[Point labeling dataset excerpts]
◆ ◆ ◆ ◆
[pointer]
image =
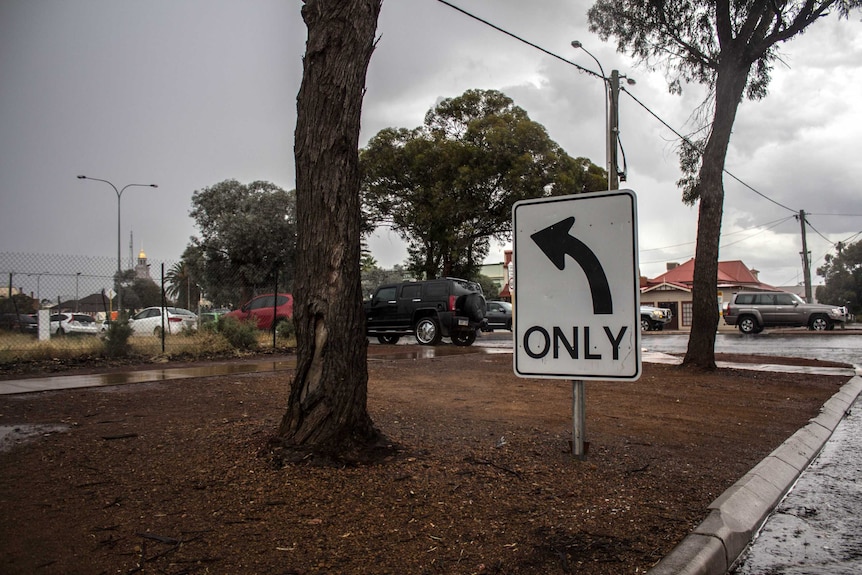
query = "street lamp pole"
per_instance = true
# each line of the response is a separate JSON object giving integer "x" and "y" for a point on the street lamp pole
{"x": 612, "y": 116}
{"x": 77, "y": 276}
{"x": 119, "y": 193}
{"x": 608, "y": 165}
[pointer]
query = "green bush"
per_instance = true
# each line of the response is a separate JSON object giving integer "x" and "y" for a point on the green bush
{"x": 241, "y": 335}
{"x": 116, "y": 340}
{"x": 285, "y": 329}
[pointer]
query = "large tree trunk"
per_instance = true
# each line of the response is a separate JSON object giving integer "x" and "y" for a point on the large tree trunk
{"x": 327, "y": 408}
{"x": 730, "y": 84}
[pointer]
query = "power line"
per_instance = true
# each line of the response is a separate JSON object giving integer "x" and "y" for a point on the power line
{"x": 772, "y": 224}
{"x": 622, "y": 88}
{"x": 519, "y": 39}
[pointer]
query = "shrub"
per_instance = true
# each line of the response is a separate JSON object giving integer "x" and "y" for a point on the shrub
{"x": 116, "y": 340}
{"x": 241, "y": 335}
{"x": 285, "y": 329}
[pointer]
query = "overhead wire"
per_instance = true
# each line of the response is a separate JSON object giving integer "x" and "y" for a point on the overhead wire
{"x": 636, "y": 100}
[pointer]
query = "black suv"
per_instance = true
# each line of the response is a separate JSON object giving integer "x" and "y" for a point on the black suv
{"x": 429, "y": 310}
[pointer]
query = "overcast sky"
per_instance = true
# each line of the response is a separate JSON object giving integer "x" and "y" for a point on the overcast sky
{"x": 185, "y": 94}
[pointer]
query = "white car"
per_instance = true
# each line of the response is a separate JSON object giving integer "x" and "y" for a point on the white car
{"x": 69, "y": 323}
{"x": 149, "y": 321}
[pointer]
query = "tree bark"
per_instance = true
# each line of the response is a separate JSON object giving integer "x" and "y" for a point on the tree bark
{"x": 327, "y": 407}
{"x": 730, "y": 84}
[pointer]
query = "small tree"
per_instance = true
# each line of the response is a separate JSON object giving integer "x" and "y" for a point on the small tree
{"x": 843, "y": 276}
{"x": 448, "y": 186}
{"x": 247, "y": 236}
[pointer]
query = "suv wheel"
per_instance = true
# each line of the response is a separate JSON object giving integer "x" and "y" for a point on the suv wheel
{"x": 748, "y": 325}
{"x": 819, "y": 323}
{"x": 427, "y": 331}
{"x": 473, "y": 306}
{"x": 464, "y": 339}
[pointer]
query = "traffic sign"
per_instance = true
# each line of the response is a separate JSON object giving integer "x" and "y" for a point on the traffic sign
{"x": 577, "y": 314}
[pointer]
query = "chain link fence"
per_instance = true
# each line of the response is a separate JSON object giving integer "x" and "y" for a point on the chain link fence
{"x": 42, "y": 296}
◆ ◆ ◆ ◆
#### The exercise
Write out all the records again, exactly, minus any pictures.

#### Solution
[pointer]
image =
query = "street lamp pole"
per_instance = true
# each line of the response is a separate JSON object giving integer "x" and "y" for a point on the street lamp pole
{"x": 612, "y": 116}
{"x": 77, "y": 276}
{"x": 119, "y": 193}
{"x": 608, "y": 165}
[pointer]
query = "green bush"
per_instance = true
# each line of the response is a separate JSON object giving integer "x" and "y" for a point on the green bush
{"x": 241, "y": 335}
{"x": 116, "y": 340}
{"x": 285, "y": 329}
[pointer]
query = "large tree trunk"
per_instance = true
# each line of the response is a separate JSON object giving integer "x" and "y" for a point on the large tree trunk
{"x": 327, "y": 408}
{"x": 730, "y": 84}
[pointer]
query = "power line"
per_instance = true
# each line of the response is a separate JSON object giving integer "x" and "y" for a point on the power line
{"x": 772, "y": 224}
{"x": 622, "y": 88}
{"x": 519, "y": 39}
[pointer]
query = "shrub"
per_instance = true
# each line of the response is a separate JSON object giving integer "x" and "y" for a point on the shrub
{"x": 116, "y": 340}
{"x": 241, "y": 335}
{"x": 285, "y": 329}
[pointer]
query = "overhead wire"
per_instance = true
# each line of the response is a separate JSON object giving integer "x" and "y" for a point on the overhead wire
{"x": 636, "y": 100}
[pointer]
query = "black suv"
per_instance = true
# each line of the response is a separate JSON object giving integer "x" and "y" for a point on the black suv
{"x": 429, "y": 310}
[pointer]
query = "overcast sky"
per_instance = true
# each line of the response is a separate JSON object giving integer "x" and "y" for a point on the overcast sky
{"x": 185, "y": 94}
[pointer]
query = "white car"
per_instance = true
# each line of the response is a separate JSON object giving integer "x" and "y" for a point on the white car
{"x": 69, "y": 323}
{"x": 149, "y": 321}
[pointer]
query = "tree bark"
per_instance = true
# each line of the response is a separate JSON object giving integer "x" and "y" for a point on the tree bark
{"x": 327, "y": 407}
{"x": 730, "y": 84}
[pointer]
query = "small tree"
per_instance = true
# each line of the response is a separate JSON object giving integer "x" and "y" for a point on the small tree
{"x": 843, "y": 276}
{"x": 448, "y": 186}
{"x": 247, "y": 236}
[pointer]
query = "suv wheel"
per_instance = true
# each line of the response is a separate JSON object giving integer "x" and "y" for a point on the suv wheel
{"x": 748, "y": 325}
{"x": 819, "y": 323}
{"x": 427, "y": 331}
{"x": 473, "y": 306}
{"x": 464, "y": 339}
[pointer]
query = "traffic sign"
per_instance = true
# each line of the response is a separate JSON object giving integer "x" and "y" for a point on the traffic sign
{"x": 577, "y": 314}
[pointer]
query = "chain link fence"
per_instance = true
# each line of the response is a separate JSON object giving integer "x" and "y" for a point on the chain link fence
{"x": 42, "y": 296}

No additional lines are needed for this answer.